What this task involves. Bring together all lines of the material below that contain the string "stand".

»»

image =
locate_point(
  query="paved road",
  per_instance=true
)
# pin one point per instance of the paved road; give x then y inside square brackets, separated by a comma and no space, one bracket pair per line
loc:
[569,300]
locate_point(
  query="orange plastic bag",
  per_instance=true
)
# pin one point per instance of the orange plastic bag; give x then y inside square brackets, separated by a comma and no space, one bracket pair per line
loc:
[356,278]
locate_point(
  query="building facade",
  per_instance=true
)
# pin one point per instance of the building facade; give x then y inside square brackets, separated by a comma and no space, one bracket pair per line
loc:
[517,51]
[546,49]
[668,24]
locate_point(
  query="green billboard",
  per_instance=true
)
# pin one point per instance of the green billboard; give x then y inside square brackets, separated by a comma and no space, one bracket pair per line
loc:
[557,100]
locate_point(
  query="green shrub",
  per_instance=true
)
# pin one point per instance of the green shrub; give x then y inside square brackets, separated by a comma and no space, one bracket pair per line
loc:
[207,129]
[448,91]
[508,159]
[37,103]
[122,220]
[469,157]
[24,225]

««
»»

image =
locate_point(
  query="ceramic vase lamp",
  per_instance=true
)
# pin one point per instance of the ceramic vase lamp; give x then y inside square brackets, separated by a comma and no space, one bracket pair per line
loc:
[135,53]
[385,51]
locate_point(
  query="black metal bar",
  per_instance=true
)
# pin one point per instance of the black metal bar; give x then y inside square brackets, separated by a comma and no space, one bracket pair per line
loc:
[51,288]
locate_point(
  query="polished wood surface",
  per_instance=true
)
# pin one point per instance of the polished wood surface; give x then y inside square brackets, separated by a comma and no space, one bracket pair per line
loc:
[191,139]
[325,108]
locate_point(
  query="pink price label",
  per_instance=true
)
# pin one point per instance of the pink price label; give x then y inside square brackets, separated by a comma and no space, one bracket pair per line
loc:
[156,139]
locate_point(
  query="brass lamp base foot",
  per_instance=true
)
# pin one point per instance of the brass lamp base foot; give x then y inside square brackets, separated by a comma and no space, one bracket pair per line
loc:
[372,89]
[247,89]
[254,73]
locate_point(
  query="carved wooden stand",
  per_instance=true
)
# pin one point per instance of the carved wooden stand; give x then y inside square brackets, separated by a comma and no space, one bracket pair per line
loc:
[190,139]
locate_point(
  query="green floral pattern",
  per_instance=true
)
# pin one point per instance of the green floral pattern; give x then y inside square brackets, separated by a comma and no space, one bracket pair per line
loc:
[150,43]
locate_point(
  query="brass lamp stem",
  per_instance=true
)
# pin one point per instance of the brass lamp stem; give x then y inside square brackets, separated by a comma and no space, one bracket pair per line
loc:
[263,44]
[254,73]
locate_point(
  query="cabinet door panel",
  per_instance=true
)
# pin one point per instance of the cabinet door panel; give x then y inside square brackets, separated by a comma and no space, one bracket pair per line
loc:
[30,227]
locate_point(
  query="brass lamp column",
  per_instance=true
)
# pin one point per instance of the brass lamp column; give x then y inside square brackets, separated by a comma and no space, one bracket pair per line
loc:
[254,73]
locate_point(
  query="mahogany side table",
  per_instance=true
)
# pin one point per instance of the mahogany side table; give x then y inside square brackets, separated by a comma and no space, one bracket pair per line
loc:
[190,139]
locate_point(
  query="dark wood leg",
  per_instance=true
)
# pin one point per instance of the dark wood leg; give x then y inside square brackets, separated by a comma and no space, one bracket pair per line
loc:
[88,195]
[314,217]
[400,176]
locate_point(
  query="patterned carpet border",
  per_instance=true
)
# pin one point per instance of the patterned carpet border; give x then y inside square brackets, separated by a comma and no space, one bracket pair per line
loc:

««
»»

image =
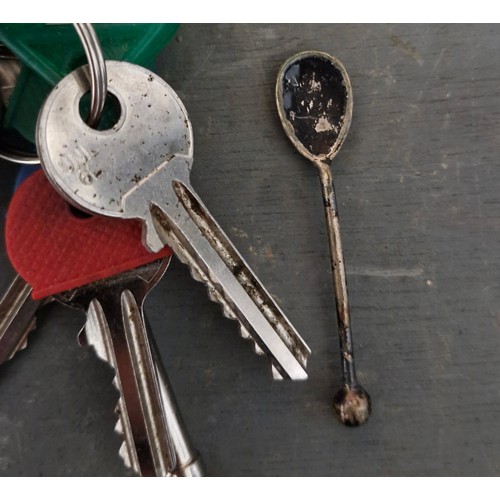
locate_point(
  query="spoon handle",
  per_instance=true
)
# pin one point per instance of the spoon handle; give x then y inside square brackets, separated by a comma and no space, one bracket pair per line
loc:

««

The completed task.
  query="carved wooden stand",
# pin one point per instance of the carved wooden stand; give x then y inside square brackets, separated by a comma and no space, one bracket pair per line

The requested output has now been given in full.